HOW TO COMPLETE THIS TASK.
Reproduce the part of the news report on Tony Blair's EU presidency chances between "At an EU summit" and "Minister Jean-Claude Juncker.", inclusive.

DOCUMENT SECTION.
****
LONDON: Tony Blair's chances of becoming EU president are fading due to flagging support among European leaders, newspapers here said Friday.
At an EU summit in Brussels on Thursday, Prime Minister Gordon Brown backed his predecessor as an "excellent candidate" for the new post, although Blair has yet to confirm he is standing.
Blair is the biggest name currently linked to the job of president of the European Council, which would be created under the reforming Lisbon Treaty, along with Luxembourg Prime Minister Jean-Claude Juncker.
But newspapers said Brown garnered little support for Blair during a meeting with fellow European socialist leaders.
French President Nicolas Sarkozy and German Chancellor Angela Merkel also agreed at a dinner ahead of the summit that the new president should be appointed from the main centre-right grouping, according to the Guardian.
"It would be right to describe Tony's chances as fading," one source told the newspaper.
"Nicolas Sarkozy and Angela Merkel are not terribly enthusiastic. (Italian Prime Minister) Silvio Berlusconi remains his strongest backer," the source said.
Leaders from Belgium, Hungary, Luxembourg and Spain suggested Thursday they would not back Blair, whose country is neither in the eurozone nor the Schengen group of EU countries that have abolished visas for travel within their borders.
In a clandestine proposal by senior EU leaders, the Left would nominate a candidate for the post of EU foreign minister, while the group of centre-right governments would nominate the president - effectively ruling out Blair, The Times said.
One name being bandied around for the foreign supremo job was Foreign Secretary David Miliband. However Miliband on Thursday ruled himself out of the role.
****
Data excerpts.
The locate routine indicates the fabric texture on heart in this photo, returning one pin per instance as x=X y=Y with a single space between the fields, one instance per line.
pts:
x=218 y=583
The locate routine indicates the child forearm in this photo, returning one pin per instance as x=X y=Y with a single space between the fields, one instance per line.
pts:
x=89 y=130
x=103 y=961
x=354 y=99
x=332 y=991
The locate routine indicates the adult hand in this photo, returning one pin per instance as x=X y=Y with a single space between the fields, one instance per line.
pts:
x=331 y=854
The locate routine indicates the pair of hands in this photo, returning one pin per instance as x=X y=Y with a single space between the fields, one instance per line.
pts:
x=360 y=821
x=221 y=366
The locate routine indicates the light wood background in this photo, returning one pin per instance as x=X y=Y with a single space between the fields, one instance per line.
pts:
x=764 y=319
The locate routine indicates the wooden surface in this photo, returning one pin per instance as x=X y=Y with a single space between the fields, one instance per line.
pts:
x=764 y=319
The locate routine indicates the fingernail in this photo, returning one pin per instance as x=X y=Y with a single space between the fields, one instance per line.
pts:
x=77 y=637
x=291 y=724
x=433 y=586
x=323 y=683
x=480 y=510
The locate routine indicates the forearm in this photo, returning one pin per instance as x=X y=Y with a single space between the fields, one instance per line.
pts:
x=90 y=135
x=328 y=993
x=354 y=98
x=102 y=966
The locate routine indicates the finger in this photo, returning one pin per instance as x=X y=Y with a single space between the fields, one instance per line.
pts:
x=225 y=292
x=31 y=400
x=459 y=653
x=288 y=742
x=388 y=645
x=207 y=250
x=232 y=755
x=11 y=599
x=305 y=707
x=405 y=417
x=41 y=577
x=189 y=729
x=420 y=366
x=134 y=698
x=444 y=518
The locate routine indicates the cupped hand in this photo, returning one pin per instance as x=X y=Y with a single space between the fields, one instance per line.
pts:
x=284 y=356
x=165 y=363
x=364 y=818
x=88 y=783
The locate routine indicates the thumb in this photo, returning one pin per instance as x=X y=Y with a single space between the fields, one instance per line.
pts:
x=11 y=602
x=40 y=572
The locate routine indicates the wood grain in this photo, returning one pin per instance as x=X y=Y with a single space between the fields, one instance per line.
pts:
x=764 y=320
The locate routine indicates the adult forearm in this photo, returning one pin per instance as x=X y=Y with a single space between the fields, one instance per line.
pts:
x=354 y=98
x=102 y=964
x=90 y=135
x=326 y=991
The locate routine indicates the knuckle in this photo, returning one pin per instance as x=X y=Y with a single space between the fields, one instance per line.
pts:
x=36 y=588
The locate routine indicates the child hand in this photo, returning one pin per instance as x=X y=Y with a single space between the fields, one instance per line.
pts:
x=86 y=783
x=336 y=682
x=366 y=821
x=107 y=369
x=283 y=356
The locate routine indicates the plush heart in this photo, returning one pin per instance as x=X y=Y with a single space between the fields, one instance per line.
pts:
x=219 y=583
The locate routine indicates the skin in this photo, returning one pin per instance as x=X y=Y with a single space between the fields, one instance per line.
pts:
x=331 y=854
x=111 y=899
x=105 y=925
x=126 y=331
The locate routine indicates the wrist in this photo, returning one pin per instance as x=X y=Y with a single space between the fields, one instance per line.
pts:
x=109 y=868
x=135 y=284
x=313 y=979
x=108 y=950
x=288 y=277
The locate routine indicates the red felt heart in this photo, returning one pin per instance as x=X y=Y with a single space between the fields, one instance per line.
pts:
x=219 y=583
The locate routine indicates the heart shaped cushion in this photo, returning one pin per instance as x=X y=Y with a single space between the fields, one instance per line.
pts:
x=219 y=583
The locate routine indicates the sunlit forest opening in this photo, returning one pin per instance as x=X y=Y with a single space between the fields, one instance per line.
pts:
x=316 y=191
****
WRITTEN ANSWER.
At an EU summit in Brussels on Thursday, Prime Minister Gordon Brown backed his predecessor as an "excellent candidate" for the new post, although Blair has yet to confirm he is standing.
Blair is the biggest name currently linked to the job of president of the European Council, which would be created under the reforming Lisbon Treaty, along with Luxembourg Prime Minister Jean-Claude Juncker.